Entradas de datos recopiladas
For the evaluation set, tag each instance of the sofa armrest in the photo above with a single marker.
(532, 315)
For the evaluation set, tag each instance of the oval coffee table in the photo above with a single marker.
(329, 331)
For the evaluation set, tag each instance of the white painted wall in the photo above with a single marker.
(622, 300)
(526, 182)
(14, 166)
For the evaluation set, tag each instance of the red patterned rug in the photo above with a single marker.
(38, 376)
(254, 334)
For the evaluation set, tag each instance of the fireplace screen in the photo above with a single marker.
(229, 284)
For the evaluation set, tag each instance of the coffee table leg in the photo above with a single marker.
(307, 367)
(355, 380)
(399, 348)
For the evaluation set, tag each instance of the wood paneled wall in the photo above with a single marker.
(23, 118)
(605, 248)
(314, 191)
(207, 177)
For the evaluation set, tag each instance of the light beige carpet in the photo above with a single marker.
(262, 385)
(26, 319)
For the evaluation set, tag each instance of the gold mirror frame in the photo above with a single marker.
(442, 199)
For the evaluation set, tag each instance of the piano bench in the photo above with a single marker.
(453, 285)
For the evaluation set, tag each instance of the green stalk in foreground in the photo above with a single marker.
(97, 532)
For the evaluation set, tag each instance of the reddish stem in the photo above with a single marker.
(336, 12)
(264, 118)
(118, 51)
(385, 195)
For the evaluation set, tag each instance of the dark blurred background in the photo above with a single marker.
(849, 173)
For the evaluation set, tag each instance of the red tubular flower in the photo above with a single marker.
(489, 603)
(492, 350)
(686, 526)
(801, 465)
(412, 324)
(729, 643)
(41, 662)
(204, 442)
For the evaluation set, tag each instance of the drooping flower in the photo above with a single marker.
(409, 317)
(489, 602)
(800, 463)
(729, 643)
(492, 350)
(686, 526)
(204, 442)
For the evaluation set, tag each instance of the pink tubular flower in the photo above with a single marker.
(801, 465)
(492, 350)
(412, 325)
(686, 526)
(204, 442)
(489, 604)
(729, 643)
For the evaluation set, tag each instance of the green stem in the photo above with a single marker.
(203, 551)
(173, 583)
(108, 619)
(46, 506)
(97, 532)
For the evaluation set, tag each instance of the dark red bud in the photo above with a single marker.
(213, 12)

_Instrucción dada_
Presenta como lista numerada, omitiendo las líneas en blanco, las líneas que van desde la que contiene "For the evaluation set, tag each instance of the dark red" hasta la última línea, ambas incluidas.

_Resultado final_
1. For the evaluation set, tag each instance of the dark red bud in the photo above with a single marker.
2. (213, 12)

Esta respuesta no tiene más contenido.